| AIM |
Can you turn every line of the data below into a Markdown table with the columns "Row" and "Line," numbering the rows and leaving out any blank lines?

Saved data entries

# # # # #

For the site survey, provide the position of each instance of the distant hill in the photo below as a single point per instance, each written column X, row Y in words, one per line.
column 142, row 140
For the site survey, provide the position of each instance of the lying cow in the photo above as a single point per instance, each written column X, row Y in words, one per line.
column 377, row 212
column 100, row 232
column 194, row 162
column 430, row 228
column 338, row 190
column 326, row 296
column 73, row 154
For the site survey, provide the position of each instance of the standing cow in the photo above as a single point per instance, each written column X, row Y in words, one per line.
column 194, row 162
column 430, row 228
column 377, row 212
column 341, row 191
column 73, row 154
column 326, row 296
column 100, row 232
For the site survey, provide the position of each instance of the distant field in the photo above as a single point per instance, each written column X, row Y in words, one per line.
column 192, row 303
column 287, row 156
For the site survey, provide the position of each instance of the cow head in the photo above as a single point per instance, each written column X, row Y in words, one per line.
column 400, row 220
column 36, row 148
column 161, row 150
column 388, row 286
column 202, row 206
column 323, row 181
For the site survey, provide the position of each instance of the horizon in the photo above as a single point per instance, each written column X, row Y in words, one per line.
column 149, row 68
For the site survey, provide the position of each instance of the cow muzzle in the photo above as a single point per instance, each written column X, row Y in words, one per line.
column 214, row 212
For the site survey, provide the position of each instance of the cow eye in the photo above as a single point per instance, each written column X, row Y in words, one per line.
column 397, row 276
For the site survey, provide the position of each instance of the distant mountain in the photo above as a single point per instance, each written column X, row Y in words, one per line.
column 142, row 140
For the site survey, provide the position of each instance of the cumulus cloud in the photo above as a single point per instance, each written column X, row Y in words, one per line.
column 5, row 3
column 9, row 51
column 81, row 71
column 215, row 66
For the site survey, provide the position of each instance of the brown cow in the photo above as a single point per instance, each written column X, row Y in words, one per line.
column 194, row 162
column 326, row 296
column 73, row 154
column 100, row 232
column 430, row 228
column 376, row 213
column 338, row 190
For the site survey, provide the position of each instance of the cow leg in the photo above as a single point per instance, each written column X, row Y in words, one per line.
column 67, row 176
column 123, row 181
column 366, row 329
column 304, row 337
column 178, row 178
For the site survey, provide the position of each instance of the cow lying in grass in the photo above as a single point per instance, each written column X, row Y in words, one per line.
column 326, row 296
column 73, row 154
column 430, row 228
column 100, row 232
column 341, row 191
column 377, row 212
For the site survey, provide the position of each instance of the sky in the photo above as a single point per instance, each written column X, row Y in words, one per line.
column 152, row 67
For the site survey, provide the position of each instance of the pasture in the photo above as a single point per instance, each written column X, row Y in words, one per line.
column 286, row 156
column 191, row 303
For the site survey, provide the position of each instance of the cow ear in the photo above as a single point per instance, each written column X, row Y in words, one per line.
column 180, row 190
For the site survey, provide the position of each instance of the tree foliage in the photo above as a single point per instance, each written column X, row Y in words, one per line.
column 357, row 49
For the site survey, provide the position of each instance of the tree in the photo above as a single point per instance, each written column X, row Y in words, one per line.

# # # # #

| WRITTEN SOLUTION |
| Row | Line |
|---|---|
| 1 | For the site survey, provide the position of each instance of the distant hill in the photo below as a single point per instance, each written column X, row Y in words, one per line. |
| 2 | column 142, row 140 |
| 3 | For the site survey, provide the position of each instance of the lying cow in the photo above as a single point per instance, each written column X, row Y in words, one per line. |
| 4 | column 377, row 212 |
| 5 | column 100, row 232 |
| 6 | column 194, row 162 |
| 7 | column 430, row 228 |
| 8 | column 338, row 190 |
| 9 | column 326, row 296 |
| 10 | column 73, row 154 |
| 11 | For the site survey, provide the position of each instance of the standing cow in the photo above as a single point per instance, each written column X, row Y in words, one per line. |
| 12 | column 194, row 162 |
| 13 | column 430, row 228 |
| 14 | column 377, row 212 |
| 15 | column 341, row 191 |
| 16 | column 73, row 154 |
| 17 | column 326, row 296 |
| 18 | column 100, row 232 |
| 19 | For the site survey, provide the position of each instance of the distant field in the photo above as a single point per instance, each written column X, row Y in words, one per line. |
| 20 | column 192, row 303 |
| 21 | column 287, row 156 |
| 22 | For the site survey, provide the position of each instance of the cow head in the photo above as a single point per instance, each written column X, row Y in words, one per line. |
| 23 | column 400, row 220 |
| 24 | column 36, row 148 |
| 25 | column 161, row 150 |
| 26 | column 388, row 286 |
| 27 | column 202, row 206 |
| 28 | column 323, row 181 |
| 29 | For the site survey, provide the position of each instance of the horizon in the photo above as a single point per instance, each written column X, row Y in words, one per line. |
| 30 | column 149, row 68 |
| 31 | For the site survey, provide the position of each instance of the cow muzzle in the photo above as a single point per instance, each written column X, row Y in words, one per line. |
| 32 | column 214, row 212 |
| 33 | For the site survey, provide the position of each instance of the cow eye in the photo above as a single point per instance, each written column X, row Y in words, one per line. |
| 34 | column 397, row 276 |
| 35 | For the site survey, provide the position of each instance of the distant mountain in the photo above as a single point per instance, each written column X, row Y in words, one per line. |
| 36 | column 142, row 140 |
| 37 | For the site survey, provide the position of each instance of the cumulus cloud in the photo above as a single point per instance, each written column X, row Y in words, one per line. |
| 38 | column 5, row 3 |
| 39 | column 9, row 51 |
| 40 | column 81, row 71 |
| 41 | column 215, row 66 |
| 42 | For the site survey, provide the position of each instance of the brown cow in the photo above as a single point per instance, each written column X, row Y in words, one per line. |
| 43 | column 194, row 162 |
| 44 | column 326, row 296 |
| 45 | column 73, row 154 |
| 46 | column 100, row 232 |
| 47 | column 430, row 228 |
| 48 | column 376, row 213 |
| 49 | column 338, row 190 |
| 50 | For the site survey, provide the position of each instance of the cow leg in the photo above as a single point per instance, each written column X, row Y in words, one per line. |
| 51 | column 67, row 176 |
| 52 | column 123, row 181 |
| 53 | column 366, row 329 |
| 54 | column 304, row 337 |
| 55 | column 178, row 178 |
| 56 | For the site survey, provide the position of each instance of the cow lying in grass in the photo above as a single point per instance, each written column X, row Y in words, one per line. |
| 57 | column 326, row 296 |
| 58 | column 73, row 154 |
| 59 | column 430, row 228 |
| 60 | column 100, row 232 |
| 61 | column 341, row 191 |
| 62 | column 377, row 212 |
| 63 | For the site survey, provide the position of each instance of the sky in the photo above as a single point per instance, each written column X, row Y in words, one per line. |
| 64 | column 152, row 67 |
| 65 | For the site survey, provide the position of each instance of the pasture in the photo above as a single point per instance, each written column X, row Y in words, one per line. |
| 66 | column 286, row 156 |
| 67 | column 191, row 303 |
| 68 | For the site survey, provide the position of each instance of the cow ear in the photo above as a single point per instance, each written column X, row Y in words, one per line. |
| 69 | column 180, row 190 |
| 70 | For the site survey, provide the position of each instance of the tree foliage in the photo above as a single point per instance, each written column X, row Y in words, one per line. |
| 71 | column 357, row 49 |
| 72 | For the site survey, provide the position of each instance of the tree in the photo above as a single point per instance, each written column X, row Y in words, one per line. |